= Consort Yuan (Ma Yin) =

Consort Yuan, regal consort title Defei (袁德妃, personal name unknown) was the favorite concubine of Ma Yin, the founding ruler of the Chinese Five Dynasties and Ten Kingdoms Period Chu state. One of her sons, Ma Xisheng, later succeeded Ma Yin.

== As Ma Yin's concubine ==
It is not known when Lady Yuan was born, or what her family origins were. As her son Ma Xisheng (Ma Yin's second son) was born in 899, she must have become Ma Yin's concubine prior to that point. In addition to Ma Xisheng, she had at least one younger son, Ma Xiwang (馬希旺). She was described as extremely beautiful and Ma Yin's favorite — although two other concubines, Lady Chen (who bore Ma Xifan — born on the same day as, but later than, Ma Xisheng — and Ma Xiguang) and Lady Hua (who bore Ma Xigao (馬希杲)), were also favored by him. At some point of his reign as the Prince, then King, of Chu, Lady Yuan received the regal consort title of Defei; she was the only one who, in historical accounts, was stated to have received a regal consort title.

Under traditional principles of succession, Ma Yin's first son Ma Xizhen (馬希振), who was born of his wife (whose name was not given in historical accounts), should have been his heir. However, because of the favor that Ma Yin had for Consort Yuan, he designated Ma Xisheng his heir, and Ma Xisheng made no efforts to even put up an appearance of willing to yield to other brothers. (Ma Xizhen, apparently to avoid a confrontation with Ma Xisheng, became a Taoist monk and departed from the court scene.) Ma Xisheng's failure to show any willingness to yield caused great resentment in both Lady Chen and Ma Xifan, and Lady Chen, from that point on, had a chilly relationship with Consort Yuan.

§ LIST OF TASKS
[1] Name every son of Ma Yin mentioned in the article on Consort Yuan.
[2] Continue the article on Consort Yuan from its last sentence.

§ SUPPLIED DATA
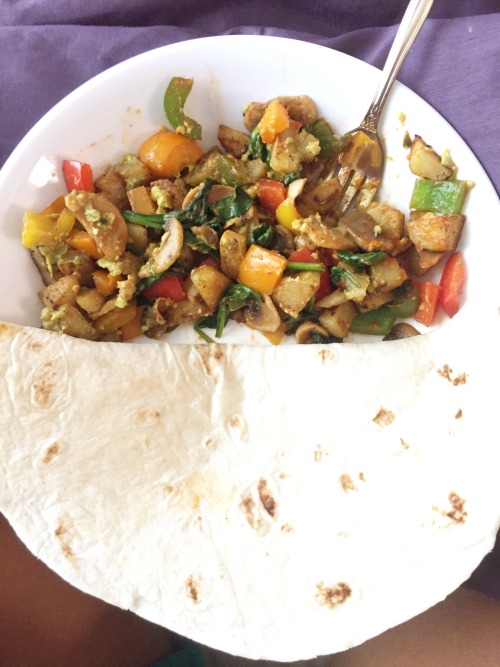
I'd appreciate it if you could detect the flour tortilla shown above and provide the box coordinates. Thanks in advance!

§ PER-TASK ANSWERS
[1] Ma Xisheng, Ma Xiwang, Ma Xifan, Ma Xiguang, Ma Xigao, Ma Xizhen

[2]
== After Ma Yin's death ==
Ma Yin died in 930, and Ma Xisheng succeeded him as the ruler of the state. Ma Xisheng, in turn, died in 932, and was succeeded by Ma Xifan. Still bearing resentment toward Ma Xisheng and Consort Yuan, it was said that Ma Xifan was not properly honoring Consort Yuan. At this time, Consort Yuan's younger son Ma Xiwang was serving as the commander of the headquarters guards. Ma Xifan found excuses to rebuke him frequently. Worried for Ma Xiwang's safety, Consort Yuan requested that Ma Xiwang be stripped of his titles and be allowed to become a Taoist monk. Ma Xifan refused, but stripped him of his military command, made him live in a bamboo house with a door made of straw, and forbid him from attending meetings of their brothers. After Consort Yuan died — which historical sources did not give a date for, but which the Zizhi Tongjian implied was in or shortly after 933 — Ma Xiwang, in fear and anger, also died.

== Notes and references ==

- Spring and Autumn Annals of the Ten Kingdoms, vol. 71.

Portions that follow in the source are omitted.